Source:

Called Healthy Home Coach, the company’s newest connected device wants to optimize your indoor living conditions by analyzing air quality, humidity, temperature and noise — and then making suggestions about how these can be improved, via a mobile app.

In essence, it is a bit like an Amazon Echo that is less concerned with playing your music and buying you, well, products from Amazon, and more with improving your life. While we have yet to get our hands on one, it is a neat concept, which speaks to the overall Internet of Things mission of quietly optimizing our surroundings on our behalf.

“We spend most of our time indoors,” Catherine Jolivet, Product Manager for the Healthy Home Coach, told Digital Trends. “However, we hardly know our indoor conditions, and we keep on guessing how the situation is instead of actually knowing how it really is. We wanted to empower parents so they can create a healthier environment for their kid and actually know about the environment.”

There are no shortage of devices that will tell you your indoor temperature, but some of Healthy Home Coach’s other metrics are usually harder to read. Anyone who lives on a busy street, for instance, will know that loud noise quickly becomes part of our daily lives and we only notice it — and the effect it has on us — when we finally spend time in a quieter place. The same is true of things like air pollution, which can be a sign that you are in a poorly ventilated area.

Entries from a collection
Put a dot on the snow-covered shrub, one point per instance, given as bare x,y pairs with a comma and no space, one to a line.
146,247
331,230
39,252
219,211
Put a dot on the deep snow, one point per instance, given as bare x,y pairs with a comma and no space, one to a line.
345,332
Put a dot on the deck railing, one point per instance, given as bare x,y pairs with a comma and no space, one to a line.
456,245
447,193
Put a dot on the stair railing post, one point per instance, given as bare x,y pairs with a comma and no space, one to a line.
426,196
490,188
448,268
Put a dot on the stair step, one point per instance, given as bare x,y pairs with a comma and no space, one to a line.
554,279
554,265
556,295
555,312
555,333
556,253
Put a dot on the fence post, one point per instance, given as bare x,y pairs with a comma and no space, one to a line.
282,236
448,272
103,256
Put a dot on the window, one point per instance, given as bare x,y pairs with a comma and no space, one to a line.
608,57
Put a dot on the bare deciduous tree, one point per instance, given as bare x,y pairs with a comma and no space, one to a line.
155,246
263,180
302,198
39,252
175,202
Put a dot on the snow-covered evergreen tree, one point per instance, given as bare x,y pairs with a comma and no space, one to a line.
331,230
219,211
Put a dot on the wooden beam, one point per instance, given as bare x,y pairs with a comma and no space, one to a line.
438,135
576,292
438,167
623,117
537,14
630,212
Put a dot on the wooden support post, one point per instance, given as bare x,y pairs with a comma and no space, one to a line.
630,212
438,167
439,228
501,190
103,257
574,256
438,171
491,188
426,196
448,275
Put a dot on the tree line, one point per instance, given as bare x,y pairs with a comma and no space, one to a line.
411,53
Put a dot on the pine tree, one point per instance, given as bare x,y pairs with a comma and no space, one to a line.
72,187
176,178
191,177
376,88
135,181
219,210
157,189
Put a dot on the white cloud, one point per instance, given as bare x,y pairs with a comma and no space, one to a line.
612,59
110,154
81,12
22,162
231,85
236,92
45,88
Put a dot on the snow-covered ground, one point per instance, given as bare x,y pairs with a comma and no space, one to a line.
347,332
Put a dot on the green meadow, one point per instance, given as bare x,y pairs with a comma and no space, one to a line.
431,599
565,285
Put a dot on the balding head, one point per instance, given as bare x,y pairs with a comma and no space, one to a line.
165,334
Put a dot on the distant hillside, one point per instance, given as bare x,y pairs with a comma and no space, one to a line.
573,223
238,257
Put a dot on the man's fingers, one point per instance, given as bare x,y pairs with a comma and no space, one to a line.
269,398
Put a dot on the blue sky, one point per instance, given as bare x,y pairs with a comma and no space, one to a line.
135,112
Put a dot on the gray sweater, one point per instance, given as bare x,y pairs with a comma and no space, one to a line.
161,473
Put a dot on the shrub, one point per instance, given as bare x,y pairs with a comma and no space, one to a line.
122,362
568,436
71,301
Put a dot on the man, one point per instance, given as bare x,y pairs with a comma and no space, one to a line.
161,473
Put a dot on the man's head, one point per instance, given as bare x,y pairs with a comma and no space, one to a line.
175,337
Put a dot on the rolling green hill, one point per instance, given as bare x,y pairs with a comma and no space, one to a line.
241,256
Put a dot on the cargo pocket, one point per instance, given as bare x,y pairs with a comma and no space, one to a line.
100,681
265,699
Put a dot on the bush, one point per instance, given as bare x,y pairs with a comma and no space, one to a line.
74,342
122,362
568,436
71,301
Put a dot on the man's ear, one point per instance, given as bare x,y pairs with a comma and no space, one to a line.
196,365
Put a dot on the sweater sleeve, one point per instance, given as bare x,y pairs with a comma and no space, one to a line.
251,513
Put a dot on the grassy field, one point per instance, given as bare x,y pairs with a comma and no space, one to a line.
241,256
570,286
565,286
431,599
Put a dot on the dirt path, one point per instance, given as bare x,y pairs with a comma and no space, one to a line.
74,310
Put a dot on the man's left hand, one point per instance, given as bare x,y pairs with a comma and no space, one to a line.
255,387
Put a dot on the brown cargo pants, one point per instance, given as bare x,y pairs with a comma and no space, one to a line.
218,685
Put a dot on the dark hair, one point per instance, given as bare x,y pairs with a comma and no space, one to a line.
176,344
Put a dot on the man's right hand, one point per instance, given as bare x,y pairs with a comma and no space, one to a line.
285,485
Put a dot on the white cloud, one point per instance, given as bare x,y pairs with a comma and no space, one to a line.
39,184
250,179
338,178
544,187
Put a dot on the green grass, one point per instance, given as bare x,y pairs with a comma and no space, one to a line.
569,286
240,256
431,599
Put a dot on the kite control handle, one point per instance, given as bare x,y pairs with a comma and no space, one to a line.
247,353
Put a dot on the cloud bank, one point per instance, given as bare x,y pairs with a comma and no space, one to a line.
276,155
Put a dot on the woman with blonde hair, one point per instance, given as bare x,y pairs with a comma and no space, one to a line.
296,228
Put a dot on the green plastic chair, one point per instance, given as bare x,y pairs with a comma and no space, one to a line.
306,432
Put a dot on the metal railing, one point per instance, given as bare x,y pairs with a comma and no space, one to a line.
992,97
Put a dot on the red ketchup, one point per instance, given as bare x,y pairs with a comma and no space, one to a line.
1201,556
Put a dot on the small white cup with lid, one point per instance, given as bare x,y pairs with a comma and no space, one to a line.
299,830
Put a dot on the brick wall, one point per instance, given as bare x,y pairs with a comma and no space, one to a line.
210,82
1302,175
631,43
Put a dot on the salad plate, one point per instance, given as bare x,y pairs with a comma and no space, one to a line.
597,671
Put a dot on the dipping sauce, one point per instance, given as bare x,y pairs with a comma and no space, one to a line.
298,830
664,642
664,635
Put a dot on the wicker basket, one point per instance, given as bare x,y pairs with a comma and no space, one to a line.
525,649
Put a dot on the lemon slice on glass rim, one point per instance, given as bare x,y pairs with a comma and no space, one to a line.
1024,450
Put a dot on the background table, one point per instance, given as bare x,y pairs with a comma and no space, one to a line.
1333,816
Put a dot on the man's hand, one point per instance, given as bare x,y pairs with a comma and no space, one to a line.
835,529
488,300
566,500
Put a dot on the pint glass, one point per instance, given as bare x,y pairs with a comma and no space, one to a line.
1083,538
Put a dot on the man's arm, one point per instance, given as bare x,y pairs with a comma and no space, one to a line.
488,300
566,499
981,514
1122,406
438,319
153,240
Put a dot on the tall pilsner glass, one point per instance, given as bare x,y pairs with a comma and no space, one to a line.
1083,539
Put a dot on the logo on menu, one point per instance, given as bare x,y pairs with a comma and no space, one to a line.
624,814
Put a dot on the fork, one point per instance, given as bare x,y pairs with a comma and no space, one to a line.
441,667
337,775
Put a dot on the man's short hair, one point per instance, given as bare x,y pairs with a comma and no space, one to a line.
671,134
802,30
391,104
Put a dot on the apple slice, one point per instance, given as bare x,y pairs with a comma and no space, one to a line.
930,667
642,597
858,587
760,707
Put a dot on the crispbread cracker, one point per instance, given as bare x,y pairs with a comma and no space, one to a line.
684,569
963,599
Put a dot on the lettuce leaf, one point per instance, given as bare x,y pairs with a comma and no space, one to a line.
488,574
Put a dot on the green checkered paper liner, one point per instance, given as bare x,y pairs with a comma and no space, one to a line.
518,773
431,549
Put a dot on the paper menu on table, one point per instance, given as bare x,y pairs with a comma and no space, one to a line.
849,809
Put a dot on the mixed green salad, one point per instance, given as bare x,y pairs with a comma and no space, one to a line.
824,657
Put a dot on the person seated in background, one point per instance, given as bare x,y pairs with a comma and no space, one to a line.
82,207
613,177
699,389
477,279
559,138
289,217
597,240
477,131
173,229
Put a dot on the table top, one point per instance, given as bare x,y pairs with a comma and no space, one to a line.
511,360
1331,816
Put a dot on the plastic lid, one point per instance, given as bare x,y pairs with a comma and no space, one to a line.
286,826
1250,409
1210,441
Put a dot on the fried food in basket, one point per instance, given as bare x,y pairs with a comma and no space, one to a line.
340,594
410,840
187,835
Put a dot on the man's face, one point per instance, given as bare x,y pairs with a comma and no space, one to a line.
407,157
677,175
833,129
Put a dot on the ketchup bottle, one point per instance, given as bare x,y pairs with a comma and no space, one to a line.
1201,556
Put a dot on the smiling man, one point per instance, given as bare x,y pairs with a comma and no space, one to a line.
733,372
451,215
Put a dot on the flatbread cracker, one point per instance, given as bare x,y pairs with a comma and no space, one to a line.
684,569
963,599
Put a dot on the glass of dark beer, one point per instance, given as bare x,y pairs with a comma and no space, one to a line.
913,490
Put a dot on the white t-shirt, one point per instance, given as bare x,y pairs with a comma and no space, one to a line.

Set task A: Rewrite the entries from the line containing "Put a dot on the fried" through the end of the entries, replacing "ketchup bottle" with "condiment bottle" and leaving everything else unchanged.
Set task B: Pick up the article on the Healthy Home Coach after its final sentence and write the next part.

Exercise output A:
Put a dot on the fried food in basket, one point per instance, given as bare x,y pairs with a comma and no space, one to a line.
340,594
410,840
187,835
Put a dot on the man's face, one point per instance, given as bare x,y pairs with a comma and no space, one to a line.
407,157
677,175
833,129
Put a dot on the condiment bottle, one point per instance, given as bare x,y pairs with a comma and no space, one to a line.
1201,556
Put a dot on the smiling man, one point per instance, given as bare x,y pairs with a comma and no space, one to a line.
733,372
451,215
Put a dot on the flatbread cracker, one point per instance, given as bare x,y pairs with a comma and no space, one to a line.
684,569
963,599
Put a dot on the glass of dark beer, one point per instance, given as bare x,y pairs with a comma and no space, one to a line.
913,490
Put a dot on the white t-shirt, one point per instance, given as bare x,y pairs with a comma and no space, one to a line.

Exercise output B:
To that end, the device does not simply make observations, but also targeted recommendations, in the same way the Apple Watch will tell you to get up and move around every so often. For instance, if it is too humid, the Healthy Home Coach will advise you to turn off the humidifier, or to open the windows and bring in some fresh air if the air quality’s not good.

“The advice is presented in a very straightforward app,” Jolivet said. “The colored background gives [users] a quick overview in how healthy a room is. The advice is displayed in the app to tell them how they can better the environment. The app also sends notifications when something can be improved.”

Healthy Home Coach is available beginning on Tuesday, retailing at $99 from www.netatmo.com, as well as Lowe’s, Best Buy, Home Depot and Amazon. It is compatible with both iOS and Android.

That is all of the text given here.